Repeat the records below in their entirety, exactly.

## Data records
★ ★ ★ ★ ★ ★ ★
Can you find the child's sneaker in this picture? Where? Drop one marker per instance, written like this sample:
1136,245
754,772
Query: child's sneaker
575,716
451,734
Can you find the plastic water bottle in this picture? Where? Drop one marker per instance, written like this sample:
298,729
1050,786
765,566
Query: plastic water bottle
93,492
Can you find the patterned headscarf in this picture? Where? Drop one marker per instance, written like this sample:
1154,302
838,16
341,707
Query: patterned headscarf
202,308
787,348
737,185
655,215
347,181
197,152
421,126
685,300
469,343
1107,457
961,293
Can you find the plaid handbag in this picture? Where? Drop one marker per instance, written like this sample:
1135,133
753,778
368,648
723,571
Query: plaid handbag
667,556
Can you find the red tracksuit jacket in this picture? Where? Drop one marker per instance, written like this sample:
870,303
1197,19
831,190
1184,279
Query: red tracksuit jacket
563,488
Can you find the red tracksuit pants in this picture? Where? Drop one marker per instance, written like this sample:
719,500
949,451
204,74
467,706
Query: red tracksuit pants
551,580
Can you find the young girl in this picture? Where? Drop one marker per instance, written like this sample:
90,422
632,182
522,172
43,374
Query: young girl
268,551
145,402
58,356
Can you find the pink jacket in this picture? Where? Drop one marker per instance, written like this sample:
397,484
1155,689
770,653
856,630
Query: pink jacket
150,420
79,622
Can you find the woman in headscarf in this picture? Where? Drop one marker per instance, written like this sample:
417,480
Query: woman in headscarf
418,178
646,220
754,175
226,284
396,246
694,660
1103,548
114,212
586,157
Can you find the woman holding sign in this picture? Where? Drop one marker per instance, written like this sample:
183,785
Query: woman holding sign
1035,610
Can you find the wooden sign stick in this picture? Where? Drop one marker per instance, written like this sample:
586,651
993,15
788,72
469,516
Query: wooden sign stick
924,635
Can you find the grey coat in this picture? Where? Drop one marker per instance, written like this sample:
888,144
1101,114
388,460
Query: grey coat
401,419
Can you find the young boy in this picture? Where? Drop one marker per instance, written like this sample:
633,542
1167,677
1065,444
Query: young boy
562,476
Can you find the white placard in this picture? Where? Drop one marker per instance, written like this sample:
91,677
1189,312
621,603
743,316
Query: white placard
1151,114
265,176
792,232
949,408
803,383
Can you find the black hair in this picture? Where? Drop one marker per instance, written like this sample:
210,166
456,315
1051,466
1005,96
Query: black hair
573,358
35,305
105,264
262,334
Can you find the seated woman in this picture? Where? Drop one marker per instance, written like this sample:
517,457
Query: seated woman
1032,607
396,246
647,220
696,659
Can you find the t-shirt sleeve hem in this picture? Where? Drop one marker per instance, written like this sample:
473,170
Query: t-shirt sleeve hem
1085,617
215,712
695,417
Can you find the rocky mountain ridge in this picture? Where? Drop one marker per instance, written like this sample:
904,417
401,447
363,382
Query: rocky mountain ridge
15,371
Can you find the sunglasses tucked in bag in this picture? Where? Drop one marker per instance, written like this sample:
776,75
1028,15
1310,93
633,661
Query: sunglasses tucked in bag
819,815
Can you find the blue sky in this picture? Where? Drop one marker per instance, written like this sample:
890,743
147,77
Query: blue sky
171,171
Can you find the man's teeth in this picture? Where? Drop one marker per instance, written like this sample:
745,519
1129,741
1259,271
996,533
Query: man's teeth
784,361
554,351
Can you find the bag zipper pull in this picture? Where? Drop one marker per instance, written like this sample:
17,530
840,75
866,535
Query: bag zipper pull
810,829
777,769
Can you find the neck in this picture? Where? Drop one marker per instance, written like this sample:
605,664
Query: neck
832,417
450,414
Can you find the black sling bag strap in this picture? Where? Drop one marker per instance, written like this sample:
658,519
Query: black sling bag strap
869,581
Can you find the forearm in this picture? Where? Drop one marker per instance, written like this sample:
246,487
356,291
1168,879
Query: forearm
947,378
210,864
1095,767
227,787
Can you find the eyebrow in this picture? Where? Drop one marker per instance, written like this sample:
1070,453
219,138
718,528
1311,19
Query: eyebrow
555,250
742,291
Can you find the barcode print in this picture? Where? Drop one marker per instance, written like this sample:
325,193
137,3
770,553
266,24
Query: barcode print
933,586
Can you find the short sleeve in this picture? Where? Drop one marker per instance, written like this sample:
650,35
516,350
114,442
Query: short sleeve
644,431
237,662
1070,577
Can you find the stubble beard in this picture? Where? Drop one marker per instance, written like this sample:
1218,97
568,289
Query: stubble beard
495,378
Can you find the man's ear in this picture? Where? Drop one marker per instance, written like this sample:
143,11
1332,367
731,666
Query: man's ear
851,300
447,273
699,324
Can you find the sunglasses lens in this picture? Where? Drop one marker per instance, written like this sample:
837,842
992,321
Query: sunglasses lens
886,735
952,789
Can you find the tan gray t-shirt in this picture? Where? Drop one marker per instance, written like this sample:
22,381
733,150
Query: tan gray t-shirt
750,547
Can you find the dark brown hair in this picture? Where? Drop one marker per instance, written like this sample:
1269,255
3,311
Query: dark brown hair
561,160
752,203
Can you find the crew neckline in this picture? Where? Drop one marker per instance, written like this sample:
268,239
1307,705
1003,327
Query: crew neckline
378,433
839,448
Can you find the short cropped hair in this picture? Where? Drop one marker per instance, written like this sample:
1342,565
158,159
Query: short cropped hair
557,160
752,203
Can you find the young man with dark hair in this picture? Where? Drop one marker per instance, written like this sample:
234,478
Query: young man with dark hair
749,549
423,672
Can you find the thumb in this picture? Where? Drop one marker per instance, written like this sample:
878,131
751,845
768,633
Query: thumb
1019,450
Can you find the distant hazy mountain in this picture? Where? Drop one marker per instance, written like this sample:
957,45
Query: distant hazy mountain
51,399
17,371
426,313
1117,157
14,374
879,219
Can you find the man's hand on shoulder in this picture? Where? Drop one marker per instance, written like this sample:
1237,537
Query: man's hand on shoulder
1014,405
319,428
★ ★ ★ ★ ★ ★ ★
## RESPONSE BELOW
Can you find the child's sneaker in this picture? Where? Drop one marker per instance, written like this sample:
1136,245
754,772
Query: child's sneaker
575,716
451,734
Can you find the plastic water bottle in this picture? Where? Drop one marker per instance, written like this sample:
298,729
1050,786
765,566
Query: plastic water bottle
93,492
Can you find the patterned headscarf in this picture? Where? Drop one marker per instance, written like this sample:
1154,302
838,16
341,707
Query: patterned headscarf
202,308
787,348
737,185
655,215
347,181
197,152
421,126
685,300
469,343
1107,457
961,293
Can you find the plaid handbag in this picture? Where? Drop one marker per instance, written like this sample:
1135,133
753,778
368,648
723,571
Query: plaid handbag
667,556
Can you find the red tracksuit jacket in this picture? Where? Drop one marker per instance, written like this sample:
870,303
1197,19
831,190
1184,279
Query: red tracksuit jacket
563,488
Can you find the red tracksuit pants in this picture? Where? Drop one marker per instance, written like this sample:
719,500
949,451
204,74
467,706
Query: red tracksuit pants
551,580
Can you find the young girl in this picture? Where? Drop one marker per instance, written like this sample:
90,422
632,182
522,172
43,374
Query: young girl
268,551
145,402
58,356
Can you find the pink jacket in this picture? Where? Drop one marker per instance, written like this sample:
397,484
1155,689
770,653
856,630
Query: pink jacket
150,420
79,622
Can you find the woman in headscarf in this picture? Where? Drop one marker per instance, written like this sample:
417,480
Query: woman in headscarf
418,178
646,220
754,175
226,284
396,246
694,660
1103,548
114,212
586,157
Can you find the woman holding sign in this picture? Where? Drop one marker per instance, written like this sample:
183,785
Query: woman holding sign
1035,610
Can you find the wooden sign stick in this picture? Where? Drop one marker per instance, written like this sample:
586,651
993,15
788,72
469,516
Query: wooden sign stick
924,635
Can you find the grey coat in this picture? Where? Drop one marker per instance, written like this sample:
888,144
1101,114
388,460
Query: grey coat
401,419
Can you find the young boy in this picture? Where? Drop one marker per instance, written like this sample:
633,542
1167,677
1065,444
Query: young boy
562,476
Can you find the white placard in this picture? Where? Drop one marker per instance, written like this sample:
91,677
1189,312
621,603
743,316
Query: white placard
1151,114
265,176
792,232
949,408
803,383
Can you find the black hair in this picture? Where? Drop one marker per instance, written like this sample:
210,166
456,315
1051,466
1005,96
Query: black hair
573,358
35,305
105,264
262,334
Can you find the seated woman in this picture? Where? Drop one marker per instance, written like this sample:
517,457
Query: seated woman
1032,607
396,246
647,220
696,659
Can you find the t-shirt sleeve hem in this picture? Where? Drop one marker per instance, written like this sample:
473,170
Query: t-shirt sleeve hem
1085,617
215,712
695,417
Can you find the rocky mountain ridge in this picture? Where? Drop one marker per instance, written like this sample:
904,417
401,447
363,382
Query: rocky mountain ridge
15,371
Can you find the sunglasses tucked in bag in this picture? Where? Drop one marker per instance, written like this sample:
776,75
1028,15
1310,93
633,661
Query: sunglasses tucked in bag
819,815
Can you find the blue sky in this picture? Where? Drop one marker per instance, written like this sample:
890,743
147,77
Query: blue sky
171,171
Can you find the man's teeth in this picture? Where? Drop one marker per instance, written like this sample:
745,519
1129,741
1259,271
996,533
Query: man's teeth
784,361
554,351
Can you find the bag zipper pull in this picture? Where? Drop one marker per instance, written like this sample:
17,530
840,75
866,535
Query: bag zipper pull
810,829
777,769
Can you find the neck in this picture? Where? Drop one marker per instance, written like this sample:
605,664
Query: neck
832,417
450,414
Can you find the black sling bag strap in this picture? Where? Drop one marker per instance, written like this sample:
658,519
Query: black sling bag strap
869,581
Can you find the forearm in this picture? Where? Drop one marker per instance, written like this sample:
246,487
356,291
1168,879
Query: forearm
947,378
210,864
1095,767
227,787
Can you find the eyebrow in this picture? Where? Drop one marker per instance, written like this sample:
1070,453
219,138
718,528
1311,19
Query: eyebrow
555,250
742,291
Can you find the barcode print in this picture? Where? Drop one marker per instance, written like this sample:
325,193
137,3
770,553
266,24
Query: barcode print
933,586
Can you find the short sleeve in this picture? Where? Drop one marker per instance, written like this sample:
650,35
516,350
114,442
Query: short sleeve
644,431
237,662
1070,577
Can you find the stubble beard in this picture? Where? Drop one marker per instance, written like this sample:
1218,97
568,289
Query: stubble beard
495,378
Can you find the man's ear in this picture? Where? Drop one marker per instance, written like this sample:
143,11
1332,367
731,666
Query: man's ear
851,300
447,273
699,324
Can you find the sunglasses lens in this picture? Where? Drop one marker per instance, written like this sample:
837,842
992,321
Query: sunglasses lens
886,735
952,789
Can you find the tan gray t-shirt in this picture? Where? Drop one marker per instance, written like this sample:
22,381
733,150
Query: tan gray t-shirt
750,547
Can you find the dark brown hair in this picture? Where? Drop one marker per instance, written like this sample:
1269,255
3,311
Query: dark brown hair
561,160
752,203
Can you find the crew neckline in this picture? Where? Drop one marker per instance, written like this sample:
268,239
1307,705
1003,327
Query: crew neckline
378,433
839,448
Can you find the short cropped hair in this picture? Where? Drop one marker per instance, written like this sample:
1342,565
158,159
Query: short cropped hair
557,160
752,203
Can you find the young man with dark hair in this picture? Where? Drop one marker per instance, written like this sample:
234,478
Query: young man with dark hair
749,549
423,672
Can you find the thumb in this picture? Where? Drop one marker per instance, written like this sample:
878,131
751,845
768,633
Query: thumb
1019,450
Can you find the distant hazy mountain in this picture? Where? Drop one marker per instance, written like this sample:
957,45
Query: distant hazy mountain
51,399
17,371
426,313
1117,157
14,374
879,219
Can you find the man's hand on shoulder in this picture? Where? Drop one marker per instance, written like this sample:
1237,537
Query: man's hand on shoulder
1014,405
319,428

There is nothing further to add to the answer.